* Problem *
Please reproduce the lines from the one containing "Please inspect the image and mark the bird's beak" through the one containing "[586,497,634,554]", including both of those lines, copying them unchanged.

* Given entries *
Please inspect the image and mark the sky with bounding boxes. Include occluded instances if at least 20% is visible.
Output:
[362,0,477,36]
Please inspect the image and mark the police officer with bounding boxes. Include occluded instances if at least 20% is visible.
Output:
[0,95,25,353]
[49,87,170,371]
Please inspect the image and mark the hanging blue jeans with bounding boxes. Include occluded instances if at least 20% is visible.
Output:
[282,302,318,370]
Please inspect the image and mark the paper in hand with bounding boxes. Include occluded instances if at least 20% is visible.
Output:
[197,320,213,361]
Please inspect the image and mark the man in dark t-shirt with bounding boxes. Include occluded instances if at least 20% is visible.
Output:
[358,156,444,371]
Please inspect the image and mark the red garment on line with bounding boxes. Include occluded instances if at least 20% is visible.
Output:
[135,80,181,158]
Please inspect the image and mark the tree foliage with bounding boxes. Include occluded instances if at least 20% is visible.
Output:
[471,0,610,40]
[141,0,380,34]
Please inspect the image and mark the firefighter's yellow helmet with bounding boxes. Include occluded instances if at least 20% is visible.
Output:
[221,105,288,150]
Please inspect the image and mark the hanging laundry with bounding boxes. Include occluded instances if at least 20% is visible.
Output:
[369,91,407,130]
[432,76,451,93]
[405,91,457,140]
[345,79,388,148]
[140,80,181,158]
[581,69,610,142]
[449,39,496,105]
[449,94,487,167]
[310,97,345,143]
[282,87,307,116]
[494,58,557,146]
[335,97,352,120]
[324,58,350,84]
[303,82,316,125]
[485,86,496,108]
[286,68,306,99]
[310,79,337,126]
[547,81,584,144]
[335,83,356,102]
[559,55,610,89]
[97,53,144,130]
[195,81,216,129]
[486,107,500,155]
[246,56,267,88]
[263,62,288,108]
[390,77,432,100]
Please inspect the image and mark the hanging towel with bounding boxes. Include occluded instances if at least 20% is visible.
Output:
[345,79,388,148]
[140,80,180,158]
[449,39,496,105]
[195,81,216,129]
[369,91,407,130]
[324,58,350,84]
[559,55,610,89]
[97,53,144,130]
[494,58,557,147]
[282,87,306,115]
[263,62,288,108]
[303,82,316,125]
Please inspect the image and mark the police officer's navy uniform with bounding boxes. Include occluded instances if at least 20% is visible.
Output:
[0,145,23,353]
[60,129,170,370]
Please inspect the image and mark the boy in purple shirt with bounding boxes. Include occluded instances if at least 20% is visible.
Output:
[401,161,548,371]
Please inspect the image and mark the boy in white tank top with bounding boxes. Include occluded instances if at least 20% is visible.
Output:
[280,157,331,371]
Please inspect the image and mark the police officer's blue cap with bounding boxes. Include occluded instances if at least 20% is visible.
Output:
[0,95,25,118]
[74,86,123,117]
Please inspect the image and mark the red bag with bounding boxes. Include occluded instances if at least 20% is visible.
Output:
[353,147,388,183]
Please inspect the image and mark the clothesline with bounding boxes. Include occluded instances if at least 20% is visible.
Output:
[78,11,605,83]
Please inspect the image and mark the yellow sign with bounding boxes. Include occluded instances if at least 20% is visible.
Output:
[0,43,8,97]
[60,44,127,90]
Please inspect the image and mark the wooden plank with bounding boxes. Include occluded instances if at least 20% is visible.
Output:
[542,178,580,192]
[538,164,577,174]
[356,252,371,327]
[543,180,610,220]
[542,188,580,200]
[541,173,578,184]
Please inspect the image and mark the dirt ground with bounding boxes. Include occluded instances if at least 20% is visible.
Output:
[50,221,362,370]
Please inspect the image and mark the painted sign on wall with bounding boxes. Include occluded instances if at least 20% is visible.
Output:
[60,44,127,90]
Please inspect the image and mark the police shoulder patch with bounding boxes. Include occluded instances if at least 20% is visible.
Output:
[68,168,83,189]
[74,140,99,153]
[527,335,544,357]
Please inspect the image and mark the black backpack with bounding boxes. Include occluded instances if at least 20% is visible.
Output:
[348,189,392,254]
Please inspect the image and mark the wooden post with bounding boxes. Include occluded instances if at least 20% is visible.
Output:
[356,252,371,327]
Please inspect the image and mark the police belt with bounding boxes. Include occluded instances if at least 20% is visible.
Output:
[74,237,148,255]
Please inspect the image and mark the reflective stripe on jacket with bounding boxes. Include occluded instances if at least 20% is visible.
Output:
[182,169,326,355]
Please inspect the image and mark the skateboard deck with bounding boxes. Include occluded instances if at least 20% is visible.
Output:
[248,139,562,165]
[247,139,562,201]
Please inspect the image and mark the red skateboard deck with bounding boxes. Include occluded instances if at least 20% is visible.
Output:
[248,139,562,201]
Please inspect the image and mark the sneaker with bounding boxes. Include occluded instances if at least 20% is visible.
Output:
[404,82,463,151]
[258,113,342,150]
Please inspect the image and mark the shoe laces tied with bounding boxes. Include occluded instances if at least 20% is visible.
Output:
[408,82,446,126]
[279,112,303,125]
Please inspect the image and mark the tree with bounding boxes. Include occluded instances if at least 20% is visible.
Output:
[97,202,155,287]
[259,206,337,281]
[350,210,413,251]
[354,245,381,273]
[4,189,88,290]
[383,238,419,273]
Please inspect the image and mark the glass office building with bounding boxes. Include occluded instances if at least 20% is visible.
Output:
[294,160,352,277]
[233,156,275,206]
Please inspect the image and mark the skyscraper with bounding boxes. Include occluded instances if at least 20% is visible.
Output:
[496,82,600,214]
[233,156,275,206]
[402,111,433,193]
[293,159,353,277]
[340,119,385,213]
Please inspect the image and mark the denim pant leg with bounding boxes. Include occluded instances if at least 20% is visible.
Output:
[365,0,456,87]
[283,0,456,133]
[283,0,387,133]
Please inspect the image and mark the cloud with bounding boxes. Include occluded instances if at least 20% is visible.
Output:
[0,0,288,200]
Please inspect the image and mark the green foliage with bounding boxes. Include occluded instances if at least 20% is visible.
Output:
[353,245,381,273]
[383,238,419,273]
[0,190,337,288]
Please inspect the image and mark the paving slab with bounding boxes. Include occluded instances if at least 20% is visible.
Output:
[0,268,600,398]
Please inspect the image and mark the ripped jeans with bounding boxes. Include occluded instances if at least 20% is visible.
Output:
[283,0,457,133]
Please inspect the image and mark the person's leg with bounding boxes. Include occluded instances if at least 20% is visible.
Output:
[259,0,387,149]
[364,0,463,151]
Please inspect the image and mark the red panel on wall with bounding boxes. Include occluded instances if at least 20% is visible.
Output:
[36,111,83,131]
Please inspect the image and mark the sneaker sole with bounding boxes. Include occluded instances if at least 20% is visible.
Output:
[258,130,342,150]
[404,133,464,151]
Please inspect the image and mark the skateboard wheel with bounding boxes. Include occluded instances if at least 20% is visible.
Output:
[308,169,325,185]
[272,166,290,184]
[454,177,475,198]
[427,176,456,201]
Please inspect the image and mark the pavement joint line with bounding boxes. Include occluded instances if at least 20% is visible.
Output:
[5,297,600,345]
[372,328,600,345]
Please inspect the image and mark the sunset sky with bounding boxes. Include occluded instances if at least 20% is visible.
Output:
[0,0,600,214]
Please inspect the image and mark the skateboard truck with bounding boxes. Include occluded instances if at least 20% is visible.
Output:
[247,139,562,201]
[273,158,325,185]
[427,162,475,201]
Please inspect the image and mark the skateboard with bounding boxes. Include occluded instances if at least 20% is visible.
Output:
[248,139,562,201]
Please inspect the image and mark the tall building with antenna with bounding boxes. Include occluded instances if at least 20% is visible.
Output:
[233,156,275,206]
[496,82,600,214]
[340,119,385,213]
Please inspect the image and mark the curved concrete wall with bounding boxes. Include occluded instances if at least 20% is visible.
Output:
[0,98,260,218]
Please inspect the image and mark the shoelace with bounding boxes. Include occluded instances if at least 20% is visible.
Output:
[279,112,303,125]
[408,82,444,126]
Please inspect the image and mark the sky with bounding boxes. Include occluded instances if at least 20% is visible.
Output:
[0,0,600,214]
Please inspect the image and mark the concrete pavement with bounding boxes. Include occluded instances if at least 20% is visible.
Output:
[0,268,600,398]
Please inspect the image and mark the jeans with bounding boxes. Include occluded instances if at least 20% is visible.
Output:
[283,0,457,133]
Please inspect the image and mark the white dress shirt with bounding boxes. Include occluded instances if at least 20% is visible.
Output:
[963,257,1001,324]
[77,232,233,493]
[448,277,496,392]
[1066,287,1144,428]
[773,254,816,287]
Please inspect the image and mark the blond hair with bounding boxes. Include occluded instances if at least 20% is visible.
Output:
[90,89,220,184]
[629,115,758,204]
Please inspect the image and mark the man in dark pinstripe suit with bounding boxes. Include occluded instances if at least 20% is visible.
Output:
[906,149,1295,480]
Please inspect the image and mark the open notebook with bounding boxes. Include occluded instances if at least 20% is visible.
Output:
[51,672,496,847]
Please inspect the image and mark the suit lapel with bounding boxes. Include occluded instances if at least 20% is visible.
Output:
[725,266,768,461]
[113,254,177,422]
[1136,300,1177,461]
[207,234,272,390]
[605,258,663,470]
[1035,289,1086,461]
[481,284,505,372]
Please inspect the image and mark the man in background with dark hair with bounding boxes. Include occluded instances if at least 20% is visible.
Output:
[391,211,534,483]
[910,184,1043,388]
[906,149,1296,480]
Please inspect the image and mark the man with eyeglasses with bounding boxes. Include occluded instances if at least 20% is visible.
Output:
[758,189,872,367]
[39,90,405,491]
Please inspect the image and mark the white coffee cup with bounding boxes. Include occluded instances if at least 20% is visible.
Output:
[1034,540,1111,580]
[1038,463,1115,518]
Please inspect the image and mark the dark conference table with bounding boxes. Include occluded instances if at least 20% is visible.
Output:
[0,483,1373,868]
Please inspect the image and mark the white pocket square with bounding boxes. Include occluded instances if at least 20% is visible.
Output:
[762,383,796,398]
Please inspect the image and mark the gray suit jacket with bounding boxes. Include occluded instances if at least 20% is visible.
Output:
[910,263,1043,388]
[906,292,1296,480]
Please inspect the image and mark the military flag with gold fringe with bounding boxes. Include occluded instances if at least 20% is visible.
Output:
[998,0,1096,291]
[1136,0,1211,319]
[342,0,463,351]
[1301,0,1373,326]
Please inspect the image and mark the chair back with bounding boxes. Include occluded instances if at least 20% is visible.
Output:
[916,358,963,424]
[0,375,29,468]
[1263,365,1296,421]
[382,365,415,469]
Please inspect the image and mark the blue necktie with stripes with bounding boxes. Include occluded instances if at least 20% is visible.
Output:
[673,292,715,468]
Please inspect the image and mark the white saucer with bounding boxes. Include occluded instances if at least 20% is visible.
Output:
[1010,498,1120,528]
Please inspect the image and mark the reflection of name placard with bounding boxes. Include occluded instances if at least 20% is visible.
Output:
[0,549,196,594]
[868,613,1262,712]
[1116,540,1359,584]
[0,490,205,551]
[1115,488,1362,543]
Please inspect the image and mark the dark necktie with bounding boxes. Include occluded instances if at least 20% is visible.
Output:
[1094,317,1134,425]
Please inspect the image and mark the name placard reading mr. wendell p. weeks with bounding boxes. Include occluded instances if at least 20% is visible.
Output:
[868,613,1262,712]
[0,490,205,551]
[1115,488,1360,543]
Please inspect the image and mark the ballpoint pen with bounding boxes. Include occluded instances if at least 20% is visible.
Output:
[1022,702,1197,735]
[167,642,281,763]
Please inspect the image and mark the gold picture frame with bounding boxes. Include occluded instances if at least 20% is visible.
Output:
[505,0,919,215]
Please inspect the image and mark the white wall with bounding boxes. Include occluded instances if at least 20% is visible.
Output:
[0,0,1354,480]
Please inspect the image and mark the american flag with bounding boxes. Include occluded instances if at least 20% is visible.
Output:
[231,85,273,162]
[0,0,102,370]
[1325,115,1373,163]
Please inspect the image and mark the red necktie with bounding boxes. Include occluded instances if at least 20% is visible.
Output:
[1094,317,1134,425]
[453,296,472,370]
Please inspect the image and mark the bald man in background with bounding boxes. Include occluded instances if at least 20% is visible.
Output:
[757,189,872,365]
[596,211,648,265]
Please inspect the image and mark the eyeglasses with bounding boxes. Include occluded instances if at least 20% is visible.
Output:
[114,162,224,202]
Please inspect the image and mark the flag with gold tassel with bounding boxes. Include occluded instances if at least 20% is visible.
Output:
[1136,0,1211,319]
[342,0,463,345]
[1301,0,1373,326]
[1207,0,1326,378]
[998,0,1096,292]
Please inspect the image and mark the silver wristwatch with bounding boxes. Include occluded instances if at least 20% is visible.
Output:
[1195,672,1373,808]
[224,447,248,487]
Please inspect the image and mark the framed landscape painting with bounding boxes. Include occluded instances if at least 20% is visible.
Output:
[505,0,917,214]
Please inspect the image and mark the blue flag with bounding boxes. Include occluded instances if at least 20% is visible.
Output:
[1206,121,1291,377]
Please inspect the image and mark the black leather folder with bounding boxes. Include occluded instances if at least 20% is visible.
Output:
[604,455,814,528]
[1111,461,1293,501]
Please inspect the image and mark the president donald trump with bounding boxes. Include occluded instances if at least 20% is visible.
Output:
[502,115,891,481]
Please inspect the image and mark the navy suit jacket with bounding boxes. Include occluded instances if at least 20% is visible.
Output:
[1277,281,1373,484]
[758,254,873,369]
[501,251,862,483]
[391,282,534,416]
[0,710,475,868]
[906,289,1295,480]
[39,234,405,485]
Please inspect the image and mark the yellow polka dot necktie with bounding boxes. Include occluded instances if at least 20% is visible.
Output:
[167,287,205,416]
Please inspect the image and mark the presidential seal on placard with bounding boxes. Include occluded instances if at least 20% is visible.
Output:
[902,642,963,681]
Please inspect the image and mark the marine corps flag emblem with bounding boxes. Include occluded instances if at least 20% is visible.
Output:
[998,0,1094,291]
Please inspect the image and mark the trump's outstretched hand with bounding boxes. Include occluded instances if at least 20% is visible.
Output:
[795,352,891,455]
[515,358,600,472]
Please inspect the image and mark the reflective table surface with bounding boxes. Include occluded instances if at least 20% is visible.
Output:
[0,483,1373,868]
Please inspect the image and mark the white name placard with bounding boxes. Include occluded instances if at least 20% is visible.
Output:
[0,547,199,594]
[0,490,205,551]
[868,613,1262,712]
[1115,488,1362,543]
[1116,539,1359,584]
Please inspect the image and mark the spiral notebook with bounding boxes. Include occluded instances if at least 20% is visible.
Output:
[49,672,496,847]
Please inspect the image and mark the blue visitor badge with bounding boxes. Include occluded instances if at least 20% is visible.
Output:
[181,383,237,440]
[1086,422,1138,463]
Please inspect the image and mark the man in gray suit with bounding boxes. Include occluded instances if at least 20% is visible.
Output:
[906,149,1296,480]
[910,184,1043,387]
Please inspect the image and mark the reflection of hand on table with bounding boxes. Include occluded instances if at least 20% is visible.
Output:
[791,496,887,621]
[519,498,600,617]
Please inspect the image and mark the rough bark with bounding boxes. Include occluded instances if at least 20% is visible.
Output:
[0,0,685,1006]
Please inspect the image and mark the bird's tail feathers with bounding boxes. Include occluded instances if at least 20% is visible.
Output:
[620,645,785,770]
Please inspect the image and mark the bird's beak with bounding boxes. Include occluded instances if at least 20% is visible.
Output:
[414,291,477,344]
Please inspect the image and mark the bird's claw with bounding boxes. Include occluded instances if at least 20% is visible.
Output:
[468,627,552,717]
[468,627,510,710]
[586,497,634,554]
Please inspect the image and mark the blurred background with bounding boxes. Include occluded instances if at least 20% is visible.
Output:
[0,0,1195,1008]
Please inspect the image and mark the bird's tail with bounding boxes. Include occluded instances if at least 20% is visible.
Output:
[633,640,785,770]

* Finished answer *
Please inspect the image and mark the bird's beak with bounding boxes. Include occluded instances if at least 20% is visible.
Output:
[414,291,477,344]
Please inspect the image and mark the bird's claw with bounding boxes. Include occluded instances if at least 20% is visible.
Output:
[468,627,552,717]
[468,627,510,710]
[586,497,634,554]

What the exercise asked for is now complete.